220 「糖尿病ほど簡単な病気はない」というのは本当か

糖尿病は今や国民病と呼ばれるほど患者数が多く、国民健康・栄養調査の結果では国民の5人に1人が糖尿病患者か予備群とされています。食べすぎや運動不足によって血糖値が急上昇して、なかなか下がらないということだけが原因なら糖尿病を解決するのは簡単であっても、血糖値を下げる働きをするインスリンの分泌の減少、インスリンを使ってブドウ糖を細胞に取り込む能力の低下となると下がりにくくなります。それだけに糖尿病は一生涯付き合う困難な病気という認識がされています。
しかし、「糖尿病ほど簡単な病気はない」という考えを私たちは、あえて示しています。というのは、多くの生活習慣病は原因が完全に究明されているわけではなく、原因がはっきりしないので改善のための方法も確立されていないという状態があります。血圧が上昇する原因は11種類もあって、どれが影響しているのかわからないと改善も難しくなっています。それに対して糖尿病は、原因も改善法も明らかにされています。これほど簡単な病気はないはずなのに、どうして治りにくいのかというと、せっかくの改善法が続けにくいからです。

◆ やること:
糖尿病についての読解文から、「220 「糖尿病ほど簡単な病気はない」というのは本当か」から「気という認識がされています。」までを一字も変えずに書き写せ。

◆ 提供資料:
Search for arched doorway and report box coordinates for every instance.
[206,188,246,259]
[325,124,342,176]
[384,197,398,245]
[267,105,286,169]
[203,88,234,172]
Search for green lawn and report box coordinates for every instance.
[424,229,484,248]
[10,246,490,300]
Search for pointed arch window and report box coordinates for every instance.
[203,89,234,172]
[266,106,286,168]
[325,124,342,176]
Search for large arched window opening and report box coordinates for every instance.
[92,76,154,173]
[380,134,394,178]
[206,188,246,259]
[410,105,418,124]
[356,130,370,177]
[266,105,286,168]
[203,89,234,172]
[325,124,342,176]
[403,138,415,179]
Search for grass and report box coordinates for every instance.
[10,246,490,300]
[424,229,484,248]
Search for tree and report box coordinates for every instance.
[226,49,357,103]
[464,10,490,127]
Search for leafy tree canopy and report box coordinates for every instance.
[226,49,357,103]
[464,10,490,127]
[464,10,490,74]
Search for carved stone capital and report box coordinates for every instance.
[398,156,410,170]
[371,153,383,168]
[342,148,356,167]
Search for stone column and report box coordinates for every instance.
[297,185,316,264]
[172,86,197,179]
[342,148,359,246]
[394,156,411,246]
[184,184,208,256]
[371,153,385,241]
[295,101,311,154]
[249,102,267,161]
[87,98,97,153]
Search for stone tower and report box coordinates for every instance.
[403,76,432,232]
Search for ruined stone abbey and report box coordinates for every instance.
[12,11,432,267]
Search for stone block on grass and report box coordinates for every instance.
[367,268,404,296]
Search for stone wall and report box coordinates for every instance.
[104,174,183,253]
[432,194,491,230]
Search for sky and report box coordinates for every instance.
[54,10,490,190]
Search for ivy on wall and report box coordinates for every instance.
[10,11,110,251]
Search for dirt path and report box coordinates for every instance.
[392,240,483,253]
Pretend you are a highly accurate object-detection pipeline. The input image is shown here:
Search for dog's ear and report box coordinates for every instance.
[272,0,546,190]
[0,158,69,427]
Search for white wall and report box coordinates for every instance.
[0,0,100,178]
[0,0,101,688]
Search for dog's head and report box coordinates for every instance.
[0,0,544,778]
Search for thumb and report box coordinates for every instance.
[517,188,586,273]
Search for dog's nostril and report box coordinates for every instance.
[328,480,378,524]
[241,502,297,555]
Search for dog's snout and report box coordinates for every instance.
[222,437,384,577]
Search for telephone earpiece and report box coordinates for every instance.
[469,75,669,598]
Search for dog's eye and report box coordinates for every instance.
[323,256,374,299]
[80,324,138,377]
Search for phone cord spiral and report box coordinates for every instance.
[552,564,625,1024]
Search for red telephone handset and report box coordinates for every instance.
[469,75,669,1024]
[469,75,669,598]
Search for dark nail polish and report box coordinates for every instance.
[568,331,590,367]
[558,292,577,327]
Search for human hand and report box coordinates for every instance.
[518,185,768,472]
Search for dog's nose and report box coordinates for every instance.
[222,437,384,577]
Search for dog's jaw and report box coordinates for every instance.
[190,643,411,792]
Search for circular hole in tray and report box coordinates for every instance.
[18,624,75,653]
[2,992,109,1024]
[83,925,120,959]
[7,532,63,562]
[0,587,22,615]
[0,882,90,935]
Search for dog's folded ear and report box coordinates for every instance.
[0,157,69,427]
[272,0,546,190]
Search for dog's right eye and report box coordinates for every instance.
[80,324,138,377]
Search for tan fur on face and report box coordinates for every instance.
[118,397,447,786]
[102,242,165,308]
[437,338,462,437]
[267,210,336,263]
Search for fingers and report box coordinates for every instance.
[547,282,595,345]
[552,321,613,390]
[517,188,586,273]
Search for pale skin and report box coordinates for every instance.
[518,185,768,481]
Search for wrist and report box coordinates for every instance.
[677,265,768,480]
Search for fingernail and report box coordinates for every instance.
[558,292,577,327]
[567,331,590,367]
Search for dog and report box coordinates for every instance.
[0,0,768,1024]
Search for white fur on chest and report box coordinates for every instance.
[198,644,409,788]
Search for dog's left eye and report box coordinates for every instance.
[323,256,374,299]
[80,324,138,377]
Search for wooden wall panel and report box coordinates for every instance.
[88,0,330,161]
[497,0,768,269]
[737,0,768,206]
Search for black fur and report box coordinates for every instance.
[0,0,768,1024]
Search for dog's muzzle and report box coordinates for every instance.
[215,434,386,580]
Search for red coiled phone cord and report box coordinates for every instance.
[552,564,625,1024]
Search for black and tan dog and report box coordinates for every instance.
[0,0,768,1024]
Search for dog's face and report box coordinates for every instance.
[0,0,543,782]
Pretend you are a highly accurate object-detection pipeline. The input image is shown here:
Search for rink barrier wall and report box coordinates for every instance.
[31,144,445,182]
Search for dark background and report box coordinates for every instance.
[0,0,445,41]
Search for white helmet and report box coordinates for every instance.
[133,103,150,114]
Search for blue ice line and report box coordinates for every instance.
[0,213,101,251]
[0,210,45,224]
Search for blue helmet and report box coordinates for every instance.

◆ この問題の解答:
220 「糖尿病ほど簡単な病気はない」というのは本当か

糖尿病は今や国民病と呼ばれるほど患者数が多く、国民健康・栄養調査の結果では国民の5人に1人が糖尿病患者か予備群とされています。食べすぎや運動不足によって血糖値が急上昇して、なかなか下がらないということだけが原因なら糖尿病を解決するのは簡単であっても、血糖値を下げる働きをするインスリンの分泌の減少、インスリンを使ってブドウ糖を細胞に取り込む能力の低下となると下がりにくくなります。それだけに糖尿病は一生涯付き合う困難な病気という認識がされています。